ACTIVITY.
Reproduce the "Upham on Salem" text below word for word, in full.

TEXT.
Upham on Salem

I fell asleep last night reading Charles Wentworth Upham on the Salem witch trials. First published in 1867, the work is prey to racism common at the time, though Upham seems rather uneasy at the genocide of the Native Americans. He also doesn’t mention chattel slavery in the colonial period more than glancingly–of course, with the Civil War reaching its final bloody conclusion two years earlier, he may have thought it indelicate to refer to. There’s also a regrettable lack of women in his text–they’re wives or daughters, rarely even rating their own name. It will be interesting to see how he approaches the actual trial events themselves.

Right now (well, a good 200 pages in) he’s carefully laying out all the property disputes that set the stage for the witchcraft fury, untangling the resentments that no doubt gave it dry fuel. Surprisingly, for a man who no doubt had several Confederate sympathies, he seems to be trying to be…fair and even-handed? Kind of? At least, he has the idea that we cannot point out a mote of dust in historical eyes without dealing with the beams in our own to some extent.

THE DATA.
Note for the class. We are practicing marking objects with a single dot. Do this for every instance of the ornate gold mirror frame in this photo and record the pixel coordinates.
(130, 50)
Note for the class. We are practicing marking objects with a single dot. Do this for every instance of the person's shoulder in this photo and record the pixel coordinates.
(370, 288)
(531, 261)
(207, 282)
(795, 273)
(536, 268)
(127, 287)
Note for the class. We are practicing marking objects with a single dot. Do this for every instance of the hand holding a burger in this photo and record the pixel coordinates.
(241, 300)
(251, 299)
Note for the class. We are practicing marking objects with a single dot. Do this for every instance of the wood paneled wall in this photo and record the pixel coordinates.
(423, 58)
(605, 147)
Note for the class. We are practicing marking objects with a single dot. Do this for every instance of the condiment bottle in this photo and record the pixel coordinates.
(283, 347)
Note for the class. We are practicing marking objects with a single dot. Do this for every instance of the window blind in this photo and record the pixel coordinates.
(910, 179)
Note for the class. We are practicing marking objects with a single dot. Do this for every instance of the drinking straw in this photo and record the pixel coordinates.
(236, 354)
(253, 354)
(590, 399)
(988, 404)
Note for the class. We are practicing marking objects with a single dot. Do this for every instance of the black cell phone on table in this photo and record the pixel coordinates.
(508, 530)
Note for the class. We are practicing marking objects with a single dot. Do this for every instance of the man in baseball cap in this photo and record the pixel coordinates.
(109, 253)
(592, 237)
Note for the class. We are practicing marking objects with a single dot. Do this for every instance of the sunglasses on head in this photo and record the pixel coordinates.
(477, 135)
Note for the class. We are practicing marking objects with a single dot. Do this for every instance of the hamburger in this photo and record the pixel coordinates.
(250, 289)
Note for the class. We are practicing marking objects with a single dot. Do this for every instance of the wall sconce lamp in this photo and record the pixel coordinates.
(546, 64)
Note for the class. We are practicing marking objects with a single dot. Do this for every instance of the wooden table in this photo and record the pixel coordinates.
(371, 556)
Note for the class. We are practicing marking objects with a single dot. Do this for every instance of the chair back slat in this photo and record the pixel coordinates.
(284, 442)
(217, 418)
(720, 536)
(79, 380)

EXERCISE OUTPUT.
Upham on Salem

I fell asleep last night reading Charles Wentworth Upham on the Salem witch trials. First published in 1867, the work is prey to racism common at the time, though Upham seems rather uneasy at the genocide of the Native Americans. He also doesn’t mention chattel slavery in the colonial period more than glancingly–of course, with the Civil War reaching its final bloody conclusion two years earlier, he may have thought it indelicate to refer to. There’s also a regrettable lack of women in his text–they’re wives or daughters, rarely even rating their own name. It will be interesting to see how he approaches the actual trial events themselves.

Right now (well, a good 200 pages in) he’s carefully laying out all the property disputes that set the stage for the witchcraft fury, untangling the resentments that no doubt gave it dry fuel. Surprisingly, for a man who no doubt had several Confederate sympathies, he seems to be trying to be…fair and even-handed? Kind of? At least, he has the idea that we cannot point out a mote of dust in historical eyes without dealing with the beams in our own to some extent.